> Goal of the exercise
Can you quote the lines below exactly, starting at the line with "Where can you see the black" and going through the last one?

*** Material for this exercise ***

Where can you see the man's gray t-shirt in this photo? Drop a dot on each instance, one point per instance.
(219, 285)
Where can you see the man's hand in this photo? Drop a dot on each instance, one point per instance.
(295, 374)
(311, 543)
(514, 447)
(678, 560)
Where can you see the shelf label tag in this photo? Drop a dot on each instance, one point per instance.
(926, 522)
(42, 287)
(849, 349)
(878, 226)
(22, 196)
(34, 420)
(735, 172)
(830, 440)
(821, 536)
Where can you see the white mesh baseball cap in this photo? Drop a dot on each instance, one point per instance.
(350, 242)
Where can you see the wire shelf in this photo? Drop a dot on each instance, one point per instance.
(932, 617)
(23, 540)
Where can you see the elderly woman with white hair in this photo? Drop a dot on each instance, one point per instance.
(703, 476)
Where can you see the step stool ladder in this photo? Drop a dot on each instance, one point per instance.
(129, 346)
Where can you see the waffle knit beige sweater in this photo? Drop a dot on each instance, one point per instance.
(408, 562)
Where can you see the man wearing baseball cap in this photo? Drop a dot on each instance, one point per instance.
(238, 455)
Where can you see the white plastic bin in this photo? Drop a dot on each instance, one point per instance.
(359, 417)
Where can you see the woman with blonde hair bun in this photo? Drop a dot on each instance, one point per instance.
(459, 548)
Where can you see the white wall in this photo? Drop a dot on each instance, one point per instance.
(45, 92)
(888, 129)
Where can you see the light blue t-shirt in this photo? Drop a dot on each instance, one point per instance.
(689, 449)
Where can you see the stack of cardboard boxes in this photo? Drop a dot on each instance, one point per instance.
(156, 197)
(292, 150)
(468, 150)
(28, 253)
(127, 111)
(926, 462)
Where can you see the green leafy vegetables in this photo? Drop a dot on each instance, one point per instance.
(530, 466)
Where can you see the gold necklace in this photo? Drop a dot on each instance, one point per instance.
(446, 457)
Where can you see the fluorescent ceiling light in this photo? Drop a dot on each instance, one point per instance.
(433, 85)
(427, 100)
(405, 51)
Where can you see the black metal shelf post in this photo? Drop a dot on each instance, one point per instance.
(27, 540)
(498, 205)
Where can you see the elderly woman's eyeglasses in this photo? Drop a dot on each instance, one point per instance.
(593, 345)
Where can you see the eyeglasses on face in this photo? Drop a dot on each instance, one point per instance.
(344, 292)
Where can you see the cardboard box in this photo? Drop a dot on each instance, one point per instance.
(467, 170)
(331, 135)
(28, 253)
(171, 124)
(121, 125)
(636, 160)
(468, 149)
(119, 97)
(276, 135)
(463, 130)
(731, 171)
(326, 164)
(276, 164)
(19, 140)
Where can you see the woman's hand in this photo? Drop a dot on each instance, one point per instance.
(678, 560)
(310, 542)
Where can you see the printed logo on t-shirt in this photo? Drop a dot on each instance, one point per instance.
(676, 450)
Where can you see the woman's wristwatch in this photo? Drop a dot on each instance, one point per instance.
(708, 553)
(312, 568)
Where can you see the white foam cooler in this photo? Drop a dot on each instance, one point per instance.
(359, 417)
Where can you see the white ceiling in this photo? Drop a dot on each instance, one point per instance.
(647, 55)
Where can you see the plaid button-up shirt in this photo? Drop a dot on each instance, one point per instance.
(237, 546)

*** End of Material for this exercise ***

> Answer to this task
Where can you see the black metal shelf post in this photo? Drop a dot on each instance, one point per instance.
(27, 540)
(498, 205)
Where can you see the elderly woman's eyeglasses in this photo? Drop a dot on each instance, one point per instance.
(593, 345)
Where can you see the eyeglasses on face in this photo? Drop a dot on each instance, one point per instance.
(344, 292)
Where can you see the cardboard box in this photo? Drop a dot on each instance, one point per instance.
(467, 170)
(331, 135)
(28, 253)
(171, 124)
(121, 125)
(636, 160)
(468, 149)
(119, 97)
(276, 135)
(463, 130)
(731, 171)
(326, 164)
(276, 164)
(19, 140)
Where can you see the woman's hand in this photo? Drop a dot on each instance, one point per instance.
(678, 560)
(310, 542)
Where can you see the printed logo on t-shirt in this photo? Drop a dot on each instance, one point per instance.
(676, 450)
Where can you see the woman's wristwatch in this photo? Drop a dot on each instance, one point per instance.
(708, 553)
(312, 568)
Where can you see the white foam cooler in this photo? Drop a dot on each instance, one point per instance.
(359, 417)
Where can you see the white ceiling in this photo? Drop a dot on each instance, one point per instance.
(647, 55)
Where can you see the plaid button-up shirt in this photo? Drop a dot on each instance, one point per instance.
(237, 546)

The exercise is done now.